● **Exercise description**:
Please retype the stretch from the first line of the listing through the line containing "[(1024, 440), (869, 447), (1123, 468), (985, 431)]", copying each line exactly and nothing more.
+-------+
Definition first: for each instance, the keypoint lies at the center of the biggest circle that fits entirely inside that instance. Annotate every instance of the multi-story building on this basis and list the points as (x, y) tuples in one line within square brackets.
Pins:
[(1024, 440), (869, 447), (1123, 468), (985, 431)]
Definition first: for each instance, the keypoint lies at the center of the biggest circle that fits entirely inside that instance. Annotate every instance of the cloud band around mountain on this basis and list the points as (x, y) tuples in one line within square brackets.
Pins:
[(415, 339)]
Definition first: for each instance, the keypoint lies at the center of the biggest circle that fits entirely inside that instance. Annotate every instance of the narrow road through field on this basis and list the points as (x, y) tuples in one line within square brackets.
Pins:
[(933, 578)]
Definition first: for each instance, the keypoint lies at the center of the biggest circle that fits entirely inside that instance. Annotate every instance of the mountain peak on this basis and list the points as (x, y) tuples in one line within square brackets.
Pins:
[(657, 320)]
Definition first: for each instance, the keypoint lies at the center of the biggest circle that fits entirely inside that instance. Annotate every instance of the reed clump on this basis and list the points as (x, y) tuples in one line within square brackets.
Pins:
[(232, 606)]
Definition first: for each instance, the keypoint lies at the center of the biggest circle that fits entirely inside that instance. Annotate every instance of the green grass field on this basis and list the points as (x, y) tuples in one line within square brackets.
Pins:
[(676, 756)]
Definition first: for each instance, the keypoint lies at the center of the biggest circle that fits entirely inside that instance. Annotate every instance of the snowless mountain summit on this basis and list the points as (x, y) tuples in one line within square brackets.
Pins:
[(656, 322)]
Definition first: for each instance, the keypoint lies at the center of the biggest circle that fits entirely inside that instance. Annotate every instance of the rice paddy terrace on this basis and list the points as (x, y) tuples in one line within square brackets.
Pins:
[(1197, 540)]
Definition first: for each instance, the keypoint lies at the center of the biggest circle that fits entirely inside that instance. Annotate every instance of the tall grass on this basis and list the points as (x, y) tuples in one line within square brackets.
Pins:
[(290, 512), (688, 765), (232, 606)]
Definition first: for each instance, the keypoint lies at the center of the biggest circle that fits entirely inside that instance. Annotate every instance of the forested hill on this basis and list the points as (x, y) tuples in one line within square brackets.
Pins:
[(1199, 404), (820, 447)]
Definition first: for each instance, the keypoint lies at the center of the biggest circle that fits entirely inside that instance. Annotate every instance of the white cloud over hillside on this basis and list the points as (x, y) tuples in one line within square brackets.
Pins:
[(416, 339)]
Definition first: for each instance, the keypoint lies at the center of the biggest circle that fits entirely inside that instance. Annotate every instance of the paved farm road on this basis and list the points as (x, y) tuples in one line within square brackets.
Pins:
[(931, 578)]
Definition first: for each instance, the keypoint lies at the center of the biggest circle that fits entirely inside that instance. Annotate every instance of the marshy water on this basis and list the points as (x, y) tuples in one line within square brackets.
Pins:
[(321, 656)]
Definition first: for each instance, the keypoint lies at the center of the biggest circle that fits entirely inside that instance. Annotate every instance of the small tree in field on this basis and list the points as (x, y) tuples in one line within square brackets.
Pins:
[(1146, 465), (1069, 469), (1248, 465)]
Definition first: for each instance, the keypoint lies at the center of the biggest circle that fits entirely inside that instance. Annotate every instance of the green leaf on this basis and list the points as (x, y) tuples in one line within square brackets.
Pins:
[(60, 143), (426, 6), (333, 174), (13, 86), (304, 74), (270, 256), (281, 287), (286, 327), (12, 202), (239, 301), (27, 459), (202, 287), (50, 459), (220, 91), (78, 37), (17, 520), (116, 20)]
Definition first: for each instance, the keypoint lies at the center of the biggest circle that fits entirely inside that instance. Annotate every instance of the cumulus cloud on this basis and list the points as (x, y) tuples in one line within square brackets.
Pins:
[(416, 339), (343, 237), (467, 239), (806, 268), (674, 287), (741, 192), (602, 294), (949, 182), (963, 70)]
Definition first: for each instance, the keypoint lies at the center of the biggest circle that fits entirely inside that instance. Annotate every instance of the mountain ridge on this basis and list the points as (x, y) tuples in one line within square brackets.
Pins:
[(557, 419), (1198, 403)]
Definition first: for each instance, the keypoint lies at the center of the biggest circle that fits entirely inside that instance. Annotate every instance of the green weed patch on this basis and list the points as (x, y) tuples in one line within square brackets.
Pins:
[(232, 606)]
+-------+
● **Answer to the problem**:
Definition first: for each instance, the keypoint lies at the center of the biggest circle that fits entirely inside that instance. Annotate every instance of the multi-story building on this basis and list the points as (x, y) tuples in one line within square brackets.
Pins:
[(1024, 440), (869, 447), (1123, 468), (985, 431)]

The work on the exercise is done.